*Passage shown*
[Start of section]
Saturday, May 24, 2008

I Am So Old

I was enjoying my Saturday morning coffee on our family room floor with my husband and children. We were building blocks, rolling a ball, and watching some cartoons.

And that is when I saw this.....clearly a sign that the world is ending.


Quote of the Weekend

“One of life's greatest mysteries is how the boy who wasn't good enough to marry your daughter can be the father of the smartest grandchild in the world.” -Anonymous

Picture of the Weekend


Apparently inspired by a few too many Jimmy Dean commercials,
this year's Halloween costume was decided:
she'd be a cloud.
Send your favorite kid pictures to: dalessandrochristine@gmail.com

Friday, May 23, 2008

Test Your Knowledge

Whether or not you'd admit being a fan of the show in polite company, click on the following link to test your 90210 knowledge:

http://wgntv.trb.com/features/stv-90210-pop-quiz,0,3960793.triviaquiz

I got two wrong...thank goodness.

I'm Not Sure I Am Feeling It...

When I think of my parents's generation, the big question was always, "Where were you when Kennedy was shot?".

For the current generation, ranging from the teens to late 20s, I imagine the defining question for them is: "Where were you on September 11th?".

In no way would I ever make light of either tragic event, but the defining moment for my generation would have to be, "Where were you when Donna Martin found out she'd be allowed to graduate?". It says a lot.....

Anyway, as I previously posted, the Hollywood wells have run dry and, consequently, many movies and television shows are being reworked. Among them: Beverly Hills, 90210

The show will include a new cast of over-priveledged teens (shout out to Gossip Girl...yes, I watch it and no, I'm not embarassed to admit it), who encounter every conceivable teenage drama, only to have it quickly resolved within the neat little hour of an episode. Adding to the show's appeal, Jenny Garth and Tori Spelling (ugh) will also take turns at reprising their original roles on the show.
[End of section]
*Provided data*
[Start of section]
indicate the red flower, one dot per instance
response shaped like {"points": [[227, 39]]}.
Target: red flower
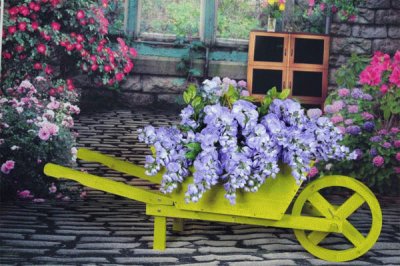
{"points": [[19, 48], [12, 29], [35, 25], [80, 14], [41, 48], [37, 66], [55, 26], [22, 26], [24, 11], [119, 76], [13, 11]]}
[End of section]
*Exercise tasks*
**1.** Answer these questions from the blog page:
(a) According to the picture caption, what was decided for this year's Halloween costume?
(b) How many questions on the 90210 quiz did the writer get wrong?
(c) Which two actresses will take turns reprising their original roles on the new show?
**2.** Decide whether each statement agrees with the blog page, and give yes or no with the words from the page that settle it:
(a) The writer was having coffee on the family room floor on Saturday morning.
(b) The writer is embarrassed to admit watching Gossip Girl.
(c) The quote of the weekend is credited to an anonymous source.
**3.** Retype the part of the blog page between "Saturday, May 24, 2008" and "watching some cartoons.", inclusive.
The listing is not needed here.

*Responses for each task*
**1.**
(a) She'd be a cloud.
(b) Two.
(c) Jenny Garth and Tori Spelling.

**2.**
(a) Yes: "I was enjoying my Saturday morning coffee on our family room floor"
(b) No: "yes, I watch it and no, I'm not embarassed to admit it"
(c) Yes: "-Anonymous"

**3.**
Saturday, May 24, 2008

I Am So Old

I was enjoying my Saturday morning coffee on our family room floor with my husband and children. We were building blocks, rolling a ball, and watching some cartoons.